Reproduce verbatim only the lines from the one containing "task: segment the cactus crown" through the last line below, both included.

Extracted data entries:
-------
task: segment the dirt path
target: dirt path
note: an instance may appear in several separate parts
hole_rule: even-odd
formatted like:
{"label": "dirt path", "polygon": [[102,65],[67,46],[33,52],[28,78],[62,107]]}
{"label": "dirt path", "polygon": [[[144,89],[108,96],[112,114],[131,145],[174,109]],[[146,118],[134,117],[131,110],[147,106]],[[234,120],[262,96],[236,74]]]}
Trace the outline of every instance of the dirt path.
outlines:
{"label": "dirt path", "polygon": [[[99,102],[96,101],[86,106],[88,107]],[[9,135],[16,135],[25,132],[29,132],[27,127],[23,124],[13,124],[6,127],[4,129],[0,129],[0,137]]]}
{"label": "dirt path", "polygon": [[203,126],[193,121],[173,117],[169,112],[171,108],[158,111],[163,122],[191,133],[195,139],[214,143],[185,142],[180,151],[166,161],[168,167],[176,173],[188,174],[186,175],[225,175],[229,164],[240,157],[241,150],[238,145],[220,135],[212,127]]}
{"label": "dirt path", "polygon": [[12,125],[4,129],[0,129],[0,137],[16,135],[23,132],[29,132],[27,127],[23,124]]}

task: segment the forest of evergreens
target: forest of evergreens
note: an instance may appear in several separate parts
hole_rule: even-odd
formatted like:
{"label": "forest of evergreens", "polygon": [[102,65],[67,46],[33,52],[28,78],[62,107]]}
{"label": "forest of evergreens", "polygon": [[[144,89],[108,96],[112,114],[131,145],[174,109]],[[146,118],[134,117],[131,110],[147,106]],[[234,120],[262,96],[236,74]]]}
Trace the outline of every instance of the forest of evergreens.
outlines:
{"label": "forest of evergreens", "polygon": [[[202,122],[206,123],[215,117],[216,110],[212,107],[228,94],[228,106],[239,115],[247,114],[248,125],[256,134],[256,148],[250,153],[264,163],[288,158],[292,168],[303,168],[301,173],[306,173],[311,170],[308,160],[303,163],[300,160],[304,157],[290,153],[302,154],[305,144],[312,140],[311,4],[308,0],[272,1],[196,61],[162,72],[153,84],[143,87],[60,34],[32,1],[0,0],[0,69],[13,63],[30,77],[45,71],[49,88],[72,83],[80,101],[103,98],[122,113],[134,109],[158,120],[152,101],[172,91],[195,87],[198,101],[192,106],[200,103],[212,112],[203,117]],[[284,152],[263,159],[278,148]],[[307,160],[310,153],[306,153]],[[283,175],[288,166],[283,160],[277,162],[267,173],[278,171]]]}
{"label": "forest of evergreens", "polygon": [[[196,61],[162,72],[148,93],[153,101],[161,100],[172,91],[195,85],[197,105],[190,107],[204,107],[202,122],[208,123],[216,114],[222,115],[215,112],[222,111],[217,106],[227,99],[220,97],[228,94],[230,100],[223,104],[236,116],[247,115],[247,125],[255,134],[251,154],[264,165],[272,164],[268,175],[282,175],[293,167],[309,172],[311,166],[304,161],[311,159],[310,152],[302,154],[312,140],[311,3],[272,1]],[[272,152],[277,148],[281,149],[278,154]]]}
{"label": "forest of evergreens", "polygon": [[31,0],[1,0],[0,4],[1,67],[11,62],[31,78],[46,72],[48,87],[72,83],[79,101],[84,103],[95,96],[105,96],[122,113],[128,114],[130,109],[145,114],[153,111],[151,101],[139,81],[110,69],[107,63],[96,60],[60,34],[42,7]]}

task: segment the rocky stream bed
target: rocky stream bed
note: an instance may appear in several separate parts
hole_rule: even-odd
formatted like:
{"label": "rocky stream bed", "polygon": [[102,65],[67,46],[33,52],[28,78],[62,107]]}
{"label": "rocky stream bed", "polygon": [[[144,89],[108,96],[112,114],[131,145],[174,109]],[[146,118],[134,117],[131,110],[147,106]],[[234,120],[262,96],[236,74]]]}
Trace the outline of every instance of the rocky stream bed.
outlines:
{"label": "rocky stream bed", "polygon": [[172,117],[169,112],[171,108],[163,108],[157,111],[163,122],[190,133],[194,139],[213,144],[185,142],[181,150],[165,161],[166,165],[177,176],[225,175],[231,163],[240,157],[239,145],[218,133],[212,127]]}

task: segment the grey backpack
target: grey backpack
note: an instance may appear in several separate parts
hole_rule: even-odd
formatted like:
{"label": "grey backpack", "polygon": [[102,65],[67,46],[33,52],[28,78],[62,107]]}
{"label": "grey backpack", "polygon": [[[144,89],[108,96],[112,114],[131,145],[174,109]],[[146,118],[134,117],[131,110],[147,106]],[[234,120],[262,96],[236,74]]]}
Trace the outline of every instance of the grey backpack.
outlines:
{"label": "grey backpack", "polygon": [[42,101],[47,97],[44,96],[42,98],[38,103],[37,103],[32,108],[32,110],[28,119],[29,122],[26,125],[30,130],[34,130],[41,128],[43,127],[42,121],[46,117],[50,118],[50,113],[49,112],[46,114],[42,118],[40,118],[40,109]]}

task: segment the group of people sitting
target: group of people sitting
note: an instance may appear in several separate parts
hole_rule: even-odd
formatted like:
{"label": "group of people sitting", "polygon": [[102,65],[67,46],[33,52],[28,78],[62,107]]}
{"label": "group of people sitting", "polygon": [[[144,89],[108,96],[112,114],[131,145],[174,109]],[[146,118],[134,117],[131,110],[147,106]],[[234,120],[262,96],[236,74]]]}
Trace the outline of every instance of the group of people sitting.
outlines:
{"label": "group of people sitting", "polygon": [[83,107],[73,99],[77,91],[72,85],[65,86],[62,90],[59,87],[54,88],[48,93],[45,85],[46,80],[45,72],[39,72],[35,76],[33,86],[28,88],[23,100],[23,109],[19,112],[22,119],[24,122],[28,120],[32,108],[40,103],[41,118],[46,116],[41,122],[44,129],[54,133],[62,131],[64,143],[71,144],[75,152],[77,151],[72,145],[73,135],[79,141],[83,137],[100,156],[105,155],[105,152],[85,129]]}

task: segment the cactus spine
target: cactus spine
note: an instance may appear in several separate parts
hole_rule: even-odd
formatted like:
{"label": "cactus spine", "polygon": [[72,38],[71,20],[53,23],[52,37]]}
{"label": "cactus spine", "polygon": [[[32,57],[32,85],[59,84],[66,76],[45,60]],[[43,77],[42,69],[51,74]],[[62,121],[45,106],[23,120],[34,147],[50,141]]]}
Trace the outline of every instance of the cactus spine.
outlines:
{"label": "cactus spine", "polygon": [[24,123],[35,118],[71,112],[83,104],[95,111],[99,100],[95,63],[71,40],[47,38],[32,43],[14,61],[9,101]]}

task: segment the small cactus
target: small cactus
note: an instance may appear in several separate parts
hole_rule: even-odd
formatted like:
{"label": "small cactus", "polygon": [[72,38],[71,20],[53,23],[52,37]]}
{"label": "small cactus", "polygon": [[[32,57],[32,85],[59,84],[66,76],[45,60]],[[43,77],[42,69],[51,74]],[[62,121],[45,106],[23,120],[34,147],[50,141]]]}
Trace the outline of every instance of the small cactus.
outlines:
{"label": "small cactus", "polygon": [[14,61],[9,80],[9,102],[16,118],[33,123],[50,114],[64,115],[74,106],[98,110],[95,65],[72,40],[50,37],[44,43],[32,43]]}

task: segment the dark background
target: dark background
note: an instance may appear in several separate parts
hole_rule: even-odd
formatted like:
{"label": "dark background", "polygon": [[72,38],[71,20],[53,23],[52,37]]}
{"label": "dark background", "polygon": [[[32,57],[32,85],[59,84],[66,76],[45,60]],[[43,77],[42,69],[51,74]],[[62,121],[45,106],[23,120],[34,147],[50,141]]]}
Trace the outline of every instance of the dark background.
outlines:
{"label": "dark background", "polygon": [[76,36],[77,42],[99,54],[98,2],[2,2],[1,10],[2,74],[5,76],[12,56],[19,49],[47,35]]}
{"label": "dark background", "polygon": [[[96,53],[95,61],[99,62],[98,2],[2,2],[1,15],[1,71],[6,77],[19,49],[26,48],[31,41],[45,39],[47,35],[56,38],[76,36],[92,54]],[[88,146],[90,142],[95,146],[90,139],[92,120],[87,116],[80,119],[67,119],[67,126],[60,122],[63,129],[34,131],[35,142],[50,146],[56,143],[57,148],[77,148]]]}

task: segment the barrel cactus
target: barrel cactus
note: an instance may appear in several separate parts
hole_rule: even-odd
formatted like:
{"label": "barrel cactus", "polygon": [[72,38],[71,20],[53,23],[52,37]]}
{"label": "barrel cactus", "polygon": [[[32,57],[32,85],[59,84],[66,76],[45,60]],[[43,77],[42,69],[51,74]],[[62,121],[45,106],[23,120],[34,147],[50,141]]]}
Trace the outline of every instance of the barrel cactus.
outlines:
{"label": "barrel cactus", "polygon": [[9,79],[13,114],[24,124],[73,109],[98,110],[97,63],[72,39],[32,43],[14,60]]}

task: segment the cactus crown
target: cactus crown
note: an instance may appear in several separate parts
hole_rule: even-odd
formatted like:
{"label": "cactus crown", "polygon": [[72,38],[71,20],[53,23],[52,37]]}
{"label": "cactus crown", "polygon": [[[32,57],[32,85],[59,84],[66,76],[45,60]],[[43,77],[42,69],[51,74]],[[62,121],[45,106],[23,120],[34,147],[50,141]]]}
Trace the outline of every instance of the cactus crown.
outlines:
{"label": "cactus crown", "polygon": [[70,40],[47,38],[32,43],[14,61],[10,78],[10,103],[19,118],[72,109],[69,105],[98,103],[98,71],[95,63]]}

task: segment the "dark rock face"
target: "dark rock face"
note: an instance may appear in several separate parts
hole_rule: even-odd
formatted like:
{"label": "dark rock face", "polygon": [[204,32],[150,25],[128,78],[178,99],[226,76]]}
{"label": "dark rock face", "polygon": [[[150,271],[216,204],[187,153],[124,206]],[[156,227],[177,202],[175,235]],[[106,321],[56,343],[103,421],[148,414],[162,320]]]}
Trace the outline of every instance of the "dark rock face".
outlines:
-------
## Result for this task:
task: segment the cactus crown
target: cactus crown
note: an instance may appear in several separate parts
hole_rule: even-odd
formatted like:
{"label": "cactus crown", "polygon": [[72,38],[71,20],[53,23],[52,37]]}
{"label": "cactus crown", "polygon": [[[32,57],[32,85],[59,84],[66,76],[45,60]],[[43,77],[42,69],[51,74]],[[62,121],[45,106],[23,120],[34,147],[50,141]]]}
Trace the outline of every instance of the cactus crown.
outlines:
{"label": "cactus crown", "polygon": [[70,40],[47,38],[32,43],[14,61],[10,78],[10,103],[19,118],[72,109],[69,105],[98,103],[98,71],[95,63]]}

task: segment the "dark rock face"
target: "dark rock face"
note: an instance may appear in several separate parts
hole_rule: even-odd
formatted like:
{"label": "dark rock face", "polygon": [[204,32],[150,25],[128,78],[178,99],[226,76]]}
{"label": "dark rock face", "polygon": [[[150,271],[216,204],[187,153],[124,206]],[[156,227],[177,202],[175,235]],[[106,321],[56,343],[103,421],[148,414],[162,320]]]}
Trace the outline of every instance of the "dark rock face".
outlines:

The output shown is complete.